**Document text:**
Cameroonian politician

Youssoufa Daoua was born on September 1947 in Garoua, in the North Region of Cameroon, and died in 2015. He was a Fulani Cameroonian politician who served in a wide array of governmental positions, ranging from Sub-Prefect and Tax Inspector to elected offices such as Deputy in the National Assembly, Mayor of Garoua I, and Senator.

== Education and early career ==
He pursued his early education in Garoua, where he completed primary and secondary schooling.

After passing the competitive entry exam for the National School of Administration and Magistracy (ENAM) in 1970, he completed his studies in 1973, earning a diploma from the Cycle B track, which qualified him as a Financial Controller (Taxes). He initially started working in financial management, but his career path soon shifted to territorial governance, where he was subsequently appointed to various high-level positions.

== Career ==
He began his career in finance, but soon shifted gears to local government, working his way up the ranks from assistant district head in Kaélé and Tcholliré (1973-1975) to district head (sub-prefect) in Toubouro and Figuil (1976-1977). Later, as sub-prefect of Mayo-Danay in the late 1970s, he supervised the local implementation of the significant Maga Lake construction project. This was followed by a sub-prefect role in Mora in the early 1980s. His tenure in local government was defined by his disciplined approach, engagement with the community, and focus on maintaining public order, qualities paving the way for his entry into national politics.

**Try it:**
Rewrite the part of the biography of Youssoufa Daoua that opens with the words "Youssoufa Daoua was" and closes with "I, and Senator.", using "Member of the Senate" in place of "Senator". Rely only on the biography of Youssoufa Daoua when you work with the records.

**Recorded data:**
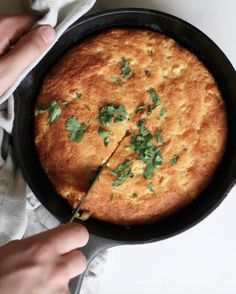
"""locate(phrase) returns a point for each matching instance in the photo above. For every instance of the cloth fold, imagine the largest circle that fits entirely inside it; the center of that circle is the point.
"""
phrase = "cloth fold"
(58, 13)
(21, 214)
(13, 190)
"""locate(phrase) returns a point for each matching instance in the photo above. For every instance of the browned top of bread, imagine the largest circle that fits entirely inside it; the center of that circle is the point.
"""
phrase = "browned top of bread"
(144, 85)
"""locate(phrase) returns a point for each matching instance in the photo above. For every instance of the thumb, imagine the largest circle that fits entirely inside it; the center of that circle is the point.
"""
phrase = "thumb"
(27, 50)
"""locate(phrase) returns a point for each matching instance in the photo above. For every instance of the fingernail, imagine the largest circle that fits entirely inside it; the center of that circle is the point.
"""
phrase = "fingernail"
(47, 33)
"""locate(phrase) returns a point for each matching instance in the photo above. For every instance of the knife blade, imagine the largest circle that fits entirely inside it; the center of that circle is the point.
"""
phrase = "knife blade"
(95, 181)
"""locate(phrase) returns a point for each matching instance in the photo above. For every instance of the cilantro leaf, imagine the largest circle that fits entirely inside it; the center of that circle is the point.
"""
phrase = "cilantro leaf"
(155, 99)
(76, 129)
(122, 167)
(54, 111)
(105, 135)
(163, 112)
(174, 160)
(41, 109)
(142, 129)
(122, 178)
(143, 145)
(150, 187)
(149, 171)
(158, 137)
(117, 80)
(64, 104)
(111, 113)
(140, 108)
(126, 71)
(78, 95)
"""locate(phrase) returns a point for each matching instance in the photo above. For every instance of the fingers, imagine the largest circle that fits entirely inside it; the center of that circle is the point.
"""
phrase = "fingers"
(62, 239)
(73, 264)
(27, 50)
(12, 28)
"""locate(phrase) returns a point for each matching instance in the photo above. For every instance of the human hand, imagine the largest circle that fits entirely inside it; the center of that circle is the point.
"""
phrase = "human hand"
(19, 46)
(43, 263)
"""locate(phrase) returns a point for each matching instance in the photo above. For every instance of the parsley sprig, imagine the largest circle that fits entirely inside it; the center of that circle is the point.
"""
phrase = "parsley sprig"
(105, 135)
(126, 71)
(111, 113)
(147, 151)
(174, 160)
(53, 109)
(124, 172)
(75, 129)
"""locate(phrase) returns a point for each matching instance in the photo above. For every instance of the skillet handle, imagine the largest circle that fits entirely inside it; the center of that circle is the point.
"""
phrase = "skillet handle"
(94, 247)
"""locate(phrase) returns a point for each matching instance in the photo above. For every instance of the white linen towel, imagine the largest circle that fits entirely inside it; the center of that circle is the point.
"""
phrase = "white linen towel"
(21, 214)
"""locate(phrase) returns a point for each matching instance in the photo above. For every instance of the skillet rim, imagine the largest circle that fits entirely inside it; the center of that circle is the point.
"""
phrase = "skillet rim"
(90, 18)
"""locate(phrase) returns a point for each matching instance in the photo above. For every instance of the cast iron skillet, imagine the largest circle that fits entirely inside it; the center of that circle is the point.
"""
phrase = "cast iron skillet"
(105, 235)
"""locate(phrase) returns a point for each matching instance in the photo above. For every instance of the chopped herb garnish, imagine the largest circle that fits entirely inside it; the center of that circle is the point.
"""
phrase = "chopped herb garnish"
(105, 135)
(124, 172)
(54, 111)
(126, 71)
(174, 160)
(90, 120)
(158, 137)
(142, 128)
(155, 99)
(83, 216)
(122, 167)
(117, 80)
(109, 113)
(106, 141)
(163, 112)
(78, 95)
(140, 108)
(86, 106)
(150, 187)
(113, 198)
(127, 149)
(134, 195)
(148, 153)
(122, 178)
(147, 72)
(76, 129)
(64, 104)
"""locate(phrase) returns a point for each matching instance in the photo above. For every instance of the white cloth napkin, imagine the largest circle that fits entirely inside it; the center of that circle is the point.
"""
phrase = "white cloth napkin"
(21, 214)
(19, 217)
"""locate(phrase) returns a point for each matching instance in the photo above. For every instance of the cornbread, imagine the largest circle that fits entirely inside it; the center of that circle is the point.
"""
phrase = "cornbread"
(142, 92)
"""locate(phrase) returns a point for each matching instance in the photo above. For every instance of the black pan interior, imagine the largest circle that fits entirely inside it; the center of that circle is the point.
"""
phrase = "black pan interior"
(189, 37)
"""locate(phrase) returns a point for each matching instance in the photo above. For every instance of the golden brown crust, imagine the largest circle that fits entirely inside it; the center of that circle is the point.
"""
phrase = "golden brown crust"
(194, 127)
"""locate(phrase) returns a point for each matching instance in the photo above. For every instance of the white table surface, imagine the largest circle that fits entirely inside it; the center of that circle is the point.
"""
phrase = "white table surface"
(203, 259)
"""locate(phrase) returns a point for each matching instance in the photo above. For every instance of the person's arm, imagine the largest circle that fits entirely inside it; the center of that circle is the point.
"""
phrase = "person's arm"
(46, 262)
(19, 46)
(43, 263)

**Solution to this task:**
Youssoufa Daoua was born on September 1947 in Garoua, in the North Region of Cameroon, and died in 2015. He was a Fulani Cameroonian politician who served in a wide array of governmental positions, ranging from Sub-Prefect and Tax Inspector to elected offices such as Deputy in the National Assembly, Mayor of Garoua I, and Member of the Senate.